__SUPPLIED TEXT__
━━━━

# 1967 huffy tandem



## schwinnguyinohio (Sep 20, 2015)

Picked this up today and was wondering if it's easily dated was told 1967 and looks original and good shape. Have been looking for a schwinn twin
 But now kinda like this frame male/female setup better


----------



## Awhipple (Sep 20, 2015)

Nice bike. I like that setup also.


----------



## schwinnguyinohio (Sep 20, 2015)

Thanks I will give it a clean and lube this winter


----------



## partsguy (Sep 20, 2015)

Of all the tandems I have seen this has to be my favorite. However, this bike is not a 1967 model. It's pre-'63 with that frame and chain ring combo. What's the serial number on the rear dropout?


----------



## schwinnguyinohio (Sep 21, 2015)

s/n is 1H305036  1963?


----------



## partsguy (Sep 22, 2015)

1961 Huffy Tandem

1 = 19_1
H = Huffman
305036 = Internal production code

To determine the decade, traits such as the frame, paint, chaingaurd, and chain rings tell me it's 1960's.


----------



## schwinnguyinohio (Sep 23, 2015)

Ok thanks for the date info older than I thought which is good


----------



## StoneWoods (Dec 22, 2015)

I've got a red one very similar to it in parts but missing the front portion of the chainguard


----------

━━━━

__DATA EXCERPT__
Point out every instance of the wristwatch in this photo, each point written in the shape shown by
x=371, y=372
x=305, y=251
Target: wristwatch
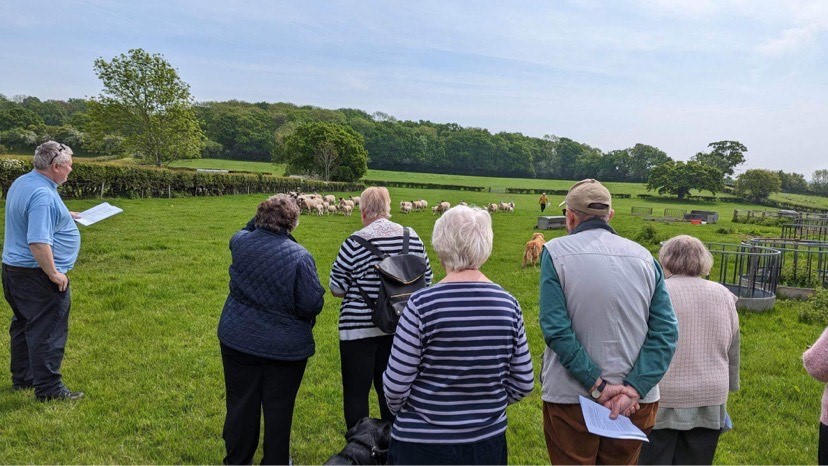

━━━━

__EXERCISE TASK__
Reproduce the passage of the Huffy tandem thread starting with "1961 Huffy Tandem" and going on through "(Sep 23, 2015)", substituting "era" for "decade". The material placed after the thread stands apart from it.

__WRITTEN REPLY__
1961 Huffy Tandem

1 = 19_1
H = Huffman
305036 = Internal production code

To determine the era, traits such as the frame, paint, chaingaurd, and chain rings tell me it's 1960's.


----------



## schwinnguyinohio (Sep 23, 2015)